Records
--
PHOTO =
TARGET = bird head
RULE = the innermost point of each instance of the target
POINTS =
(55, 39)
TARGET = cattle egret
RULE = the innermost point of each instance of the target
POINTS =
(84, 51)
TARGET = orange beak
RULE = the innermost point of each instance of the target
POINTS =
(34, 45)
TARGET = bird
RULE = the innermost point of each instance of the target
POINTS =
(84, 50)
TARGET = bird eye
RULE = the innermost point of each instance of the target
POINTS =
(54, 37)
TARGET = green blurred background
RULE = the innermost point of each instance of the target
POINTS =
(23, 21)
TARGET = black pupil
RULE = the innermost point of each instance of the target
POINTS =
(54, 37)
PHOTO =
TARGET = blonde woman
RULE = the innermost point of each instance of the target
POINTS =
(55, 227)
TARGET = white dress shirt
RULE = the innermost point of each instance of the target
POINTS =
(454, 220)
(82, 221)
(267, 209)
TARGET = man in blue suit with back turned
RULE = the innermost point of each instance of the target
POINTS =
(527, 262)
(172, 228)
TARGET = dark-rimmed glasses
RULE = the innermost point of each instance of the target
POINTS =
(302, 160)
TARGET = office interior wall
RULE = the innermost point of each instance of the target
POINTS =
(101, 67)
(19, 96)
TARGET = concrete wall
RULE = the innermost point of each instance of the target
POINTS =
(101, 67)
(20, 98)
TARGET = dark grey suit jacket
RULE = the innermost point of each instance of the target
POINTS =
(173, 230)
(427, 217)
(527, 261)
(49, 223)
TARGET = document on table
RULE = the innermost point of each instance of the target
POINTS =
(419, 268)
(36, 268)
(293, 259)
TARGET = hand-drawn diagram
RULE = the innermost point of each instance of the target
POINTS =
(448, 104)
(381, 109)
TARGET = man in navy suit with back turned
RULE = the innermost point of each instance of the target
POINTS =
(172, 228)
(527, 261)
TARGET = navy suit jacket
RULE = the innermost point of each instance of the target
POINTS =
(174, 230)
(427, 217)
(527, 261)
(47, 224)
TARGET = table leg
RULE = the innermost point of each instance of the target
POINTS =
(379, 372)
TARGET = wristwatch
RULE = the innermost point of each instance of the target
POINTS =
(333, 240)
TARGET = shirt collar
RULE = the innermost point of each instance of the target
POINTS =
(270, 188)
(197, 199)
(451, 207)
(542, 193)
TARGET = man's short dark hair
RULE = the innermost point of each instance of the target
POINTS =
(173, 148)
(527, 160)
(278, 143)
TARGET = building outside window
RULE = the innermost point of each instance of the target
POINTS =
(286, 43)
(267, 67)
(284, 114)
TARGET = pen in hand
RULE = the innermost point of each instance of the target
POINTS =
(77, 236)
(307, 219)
--
**EXERCISE**: Starting at the row line that contains "TARGET = navy suit jacket" and ending at the end of the rows, switch "wristwatch" to "watch" and give those lines again with everything else unchanged.

**ANSWER TO THE PROBLEM**:
TARGET = navy suit jacket
RULE = the innermost point of each instance of the target
POINTS =
(174, 230)
(427, 217)
(527, 261)
(47, 224)
TARGET = table leg
RULE = the innermost point of each instance of the target
POINTS =
(379, 372)
TARGET = watch
RULE = the innermost point of each instance of the target
POINTS =
(333, 240)
TARGET = shirt collar
RULE = the innermost point of each instance of the target
POINTS =
(270, 188)
(197, 199)
(451, 207)
(542, 193)
TARGET = man's short dark hair
RULE = the innermost point of each instance of the target
POINTS =
(173, 148)
(527, 160)
(278, 143)
TARGET = building outside window
RULE = the innermost point of each instance of the target
POINTS =
(286, 43)
(267, 67)
(284, 114)
TARGET = pen in hand
RULE = the innermost point of each instance of the target
POINTS =
(77, 236)
(307, 219)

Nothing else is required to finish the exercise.